Reproduce the records from the line containing "One point per instance of the brown" through the line containing "pixel 177 225", swapping "potted plant" for "houseplant" and leaving everything else unchanged.

# Start of STORED DATA

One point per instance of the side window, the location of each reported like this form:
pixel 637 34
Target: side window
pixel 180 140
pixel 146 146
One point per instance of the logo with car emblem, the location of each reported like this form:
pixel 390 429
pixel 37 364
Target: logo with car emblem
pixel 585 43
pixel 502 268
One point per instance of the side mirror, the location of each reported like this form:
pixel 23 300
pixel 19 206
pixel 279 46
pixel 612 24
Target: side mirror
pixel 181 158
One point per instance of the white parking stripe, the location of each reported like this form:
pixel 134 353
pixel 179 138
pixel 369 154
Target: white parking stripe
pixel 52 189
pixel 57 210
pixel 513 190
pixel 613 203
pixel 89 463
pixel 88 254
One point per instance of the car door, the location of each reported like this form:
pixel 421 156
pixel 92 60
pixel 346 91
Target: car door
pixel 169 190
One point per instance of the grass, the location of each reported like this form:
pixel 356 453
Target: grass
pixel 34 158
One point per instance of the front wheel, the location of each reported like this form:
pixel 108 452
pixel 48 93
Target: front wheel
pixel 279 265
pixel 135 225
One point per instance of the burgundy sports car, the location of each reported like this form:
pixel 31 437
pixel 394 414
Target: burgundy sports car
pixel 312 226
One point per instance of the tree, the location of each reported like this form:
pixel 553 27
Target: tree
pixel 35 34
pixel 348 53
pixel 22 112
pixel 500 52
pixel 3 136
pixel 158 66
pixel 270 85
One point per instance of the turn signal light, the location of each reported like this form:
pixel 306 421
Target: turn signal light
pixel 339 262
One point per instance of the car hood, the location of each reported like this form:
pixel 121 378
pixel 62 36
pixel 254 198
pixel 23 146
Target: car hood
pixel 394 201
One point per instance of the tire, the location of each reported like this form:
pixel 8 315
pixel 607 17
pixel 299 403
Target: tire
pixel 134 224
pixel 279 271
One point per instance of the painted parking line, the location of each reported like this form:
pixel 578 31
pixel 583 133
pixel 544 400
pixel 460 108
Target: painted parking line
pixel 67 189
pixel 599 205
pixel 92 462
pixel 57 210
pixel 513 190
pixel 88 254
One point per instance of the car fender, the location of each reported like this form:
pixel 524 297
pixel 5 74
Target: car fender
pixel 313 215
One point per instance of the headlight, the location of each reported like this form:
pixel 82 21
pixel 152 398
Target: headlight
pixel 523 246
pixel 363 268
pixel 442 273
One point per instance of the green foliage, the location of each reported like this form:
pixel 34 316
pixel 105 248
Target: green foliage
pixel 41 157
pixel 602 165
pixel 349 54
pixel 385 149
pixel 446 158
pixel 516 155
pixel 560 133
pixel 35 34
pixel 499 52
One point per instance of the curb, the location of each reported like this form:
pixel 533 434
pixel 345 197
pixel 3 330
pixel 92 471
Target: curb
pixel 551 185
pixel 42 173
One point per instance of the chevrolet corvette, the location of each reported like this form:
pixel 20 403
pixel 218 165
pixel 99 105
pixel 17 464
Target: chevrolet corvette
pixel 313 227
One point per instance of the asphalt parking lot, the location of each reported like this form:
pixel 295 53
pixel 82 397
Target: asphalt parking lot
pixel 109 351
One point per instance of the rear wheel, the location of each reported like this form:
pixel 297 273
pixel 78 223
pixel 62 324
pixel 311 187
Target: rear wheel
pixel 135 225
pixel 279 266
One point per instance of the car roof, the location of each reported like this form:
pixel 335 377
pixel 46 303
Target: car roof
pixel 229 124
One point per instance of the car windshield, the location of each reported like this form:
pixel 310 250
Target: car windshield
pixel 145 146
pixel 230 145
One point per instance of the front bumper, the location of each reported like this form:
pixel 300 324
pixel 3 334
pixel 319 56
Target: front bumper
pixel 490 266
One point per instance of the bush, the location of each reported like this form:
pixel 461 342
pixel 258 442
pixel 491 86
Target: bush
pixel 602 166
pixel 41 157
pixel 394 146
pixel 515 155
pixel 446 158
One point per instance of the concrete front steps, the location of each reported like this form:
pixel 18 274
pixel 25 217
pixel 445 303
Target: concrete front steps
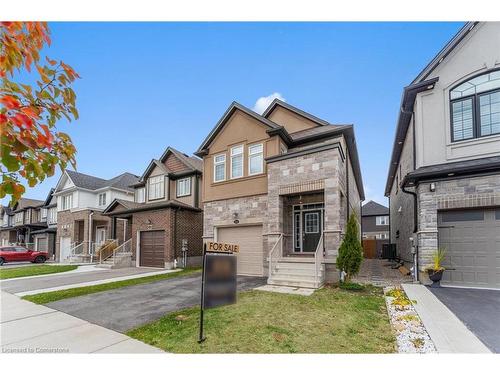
pixel 122 260
pixel 296 272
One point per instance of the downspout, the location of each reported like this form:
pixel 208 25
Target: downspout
pixel 90 231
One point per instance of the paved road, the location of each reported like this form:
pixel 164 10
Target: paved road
pixel 478 309
pixel 125 308
pixel 61 279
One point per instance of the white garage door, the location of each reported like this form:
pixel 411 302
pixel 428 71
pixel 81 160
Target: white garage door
pixel 251 256
pixel 472 242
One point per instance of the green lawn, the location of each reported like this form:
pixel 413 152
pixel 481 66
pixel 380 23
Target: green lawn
pixel 10 273
pixel 329 321
pixel 47 297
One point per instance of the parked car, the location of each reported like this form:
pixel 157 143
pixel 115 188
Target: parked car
pixel 21 254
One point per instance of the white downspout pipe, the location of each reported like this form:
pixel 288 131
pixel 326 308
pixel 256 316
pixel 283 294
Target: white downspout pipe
pixel 90 231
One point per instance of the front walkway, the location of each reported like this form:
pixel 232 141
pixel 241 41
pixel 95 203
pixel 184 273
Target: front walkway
pixel 30 328
pixel 447 332
pixel 379 273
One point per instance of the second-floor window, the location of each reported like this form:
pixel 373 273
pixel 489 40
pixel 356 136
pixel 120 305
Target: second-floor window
pixel 382 220
pixel 156 188
pixel 140 195
pixel 184 187
pixel 102 199
pixel 66 202
pixel 475 107
pixel 52 215
pixel 219 168
pixel 19 217
pixel 237 161
pixel 256 159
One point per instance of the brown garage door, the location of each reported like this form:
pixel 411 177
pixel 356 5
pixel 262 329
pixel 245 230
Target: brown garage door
pixel 251 255
pixel 152 249
pixel 472 242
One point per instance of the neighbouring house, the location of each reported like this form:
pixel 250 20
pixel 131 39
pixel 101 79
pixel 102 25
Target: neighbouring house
pixel 281 185
pixel 374 228
pixel 80 200
pixel 45 238
pixel 444 175
pixel 375 221
pixel 20 221
pixel 165 217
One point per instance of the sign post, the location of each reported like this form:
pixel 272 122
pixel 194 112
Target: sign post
pixel 218 281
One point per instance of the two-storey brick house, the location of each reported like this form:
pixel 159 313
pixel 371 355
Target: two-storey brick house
pixel 165 216
pixel 20 221
pixel 80 201
pixel 281 185
pixel 444 176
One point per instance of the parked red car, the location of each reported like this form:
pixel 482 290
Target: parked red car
pixel 21 254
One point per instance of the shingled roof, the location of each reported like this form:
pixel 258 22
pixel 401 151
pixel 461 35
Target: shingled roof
pixel 85 181
pixel 373 208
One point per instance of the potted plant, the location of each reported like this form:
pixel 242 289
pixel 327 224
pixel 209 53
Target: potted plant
pixel 435 270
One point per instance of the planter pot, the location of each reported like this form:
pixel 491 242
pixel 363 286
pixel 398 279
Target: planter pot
pixel 435 277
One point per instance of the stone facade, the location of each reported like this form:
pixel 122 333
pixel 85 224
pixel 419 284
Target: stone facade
pixel 466 192
pixel 177 225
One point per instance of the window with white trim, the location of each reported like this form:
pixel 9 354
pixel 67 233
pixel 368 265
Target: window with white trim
pixel 156 187
pixel 219 167
pixel 102 199
pixel 184 187
pixel 140 195
pixel 255 159
pixel 237 161
pixel 382 220
pixel 66 202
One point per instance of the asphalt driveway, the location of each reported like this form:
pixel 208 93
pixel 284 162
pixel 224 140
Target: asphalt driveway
pixel 478 309
pixel 126 308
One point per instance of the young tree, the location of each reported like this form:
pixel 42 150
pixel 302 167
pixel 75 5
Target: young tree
pixel 31 146
pixel 350 251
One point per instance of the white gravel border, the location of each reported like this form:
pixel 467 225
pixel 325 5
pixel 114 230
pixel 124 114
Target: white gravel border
pixel 411 335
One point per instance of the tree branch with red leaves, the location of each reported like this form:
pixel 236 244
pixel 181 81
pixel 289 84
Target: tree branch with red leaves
pixel 31 145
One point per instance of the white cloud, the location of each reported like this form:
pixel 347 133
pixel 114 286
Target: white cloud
pixel 263 102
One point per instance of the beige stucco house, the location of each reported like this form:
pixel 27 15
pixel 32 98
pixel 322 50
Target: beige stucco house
pixel 281 185
pixel 444 175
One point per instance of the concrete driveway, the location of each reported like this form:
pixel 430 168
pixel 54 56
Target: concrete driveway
pixel 478 309
pixel 126 308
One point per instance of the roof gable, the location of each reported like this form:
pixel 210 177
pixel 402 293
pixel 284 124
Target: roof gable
pixel 228 115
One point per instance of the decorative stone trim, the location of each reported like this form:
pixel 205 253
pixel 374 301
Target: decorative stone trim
pixel 302 187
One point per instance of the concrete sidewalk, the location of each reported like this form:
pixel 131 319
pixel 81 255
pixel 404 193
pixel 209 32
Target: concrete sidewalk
pixel 447 332
pixel 30 328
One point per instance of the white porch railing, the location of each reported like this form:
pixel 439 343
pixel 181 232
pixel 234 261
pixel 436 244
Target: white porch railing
pixel 275 254
pixel 319 257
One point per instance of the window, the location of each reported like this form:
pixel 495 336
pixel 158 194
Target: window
pixel 219 168
pixel 184 187
pixel 475 107
pixel 237 161
pixel 140 195
pixel 256 159
pixel 102 199
pixel 52 215
pixel 66 202
pixel 382 220
pixel 156 187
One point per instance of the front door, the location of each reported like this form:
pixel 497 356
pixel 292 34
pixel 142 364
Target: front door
pixel 311 230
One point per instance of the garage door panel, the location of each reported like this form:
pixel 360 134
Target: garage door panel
pixel 471 239
pixel 250 259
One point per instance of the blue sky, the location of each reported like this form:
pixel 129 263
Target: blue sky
pixel 145 86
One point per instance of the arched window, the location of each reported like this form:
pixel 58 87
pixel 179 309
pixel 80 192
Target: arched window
pixel 475 107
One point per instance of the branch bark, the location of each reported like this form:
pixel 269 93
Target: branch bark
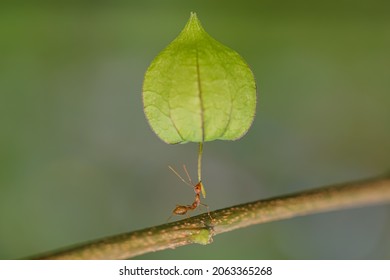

# End of STORED DATA

-- WRITTEN SOLUTION --
One point per instance of the brown garage door, the location of each reported like this form:
pixel 411 177
pixel 356 5
pixel 262 329
pixel 245 230
Target: brown garage door
pixel 251 255
pixel 152 249
pixel 472 242
One point per instance of the neighbouring house, the location of each reported like this form:
pixel 250 20
pixel 131 39
pixel 101 79
pixel 102 25
Target: neighbouring house
pixel 281 185
pixel 374 228
pixel 80 200
pixel 45 238
pixel 444 175
pixel 375 221
pixel 20 221
pixel 165 217
One point per instance of the sign post, the location of each reported like this form:
pixel 272 122
pixel 194 112
Target: sign post
pixel 218 281
One point per instance of the two-storey brick house, the location of each reported like this form:
pixel 159 313
pixel 371 355
Target: two-storey brick house
pixel 165 216
pixel 20 221
pixel 80 201
pixel 281 185
pixel 444 176
One point per instance of the parked red car, the location of each reported like this form:
pixel 482 290
Target: parked red car
pixel 21 254
One point per instance of the shingled roof, the location of each reported like this form:
pixel 258 22
pixel 401 151
pixel 461 35
Target: shingled roof
pixel 85 181
pixel 373 208
One point per instance of the houseplant, the location of each reported like this form:
pixel 242 289
pixel 327 224
pixel 209 53
Target: houseplant
pixel 435 270
One point per instance of the planter pot, the location of each reported like this form:
pixel 491 242
pixel 363 286
pixel 398 279
Target: planter pot
pixel 435 277
One point per instance of the stone facade, the location of each reported like this form:
pixel 122 333
pixel 85 224
pixel 419 284
Target: stone facade
pixel 466 192
pixel 177 225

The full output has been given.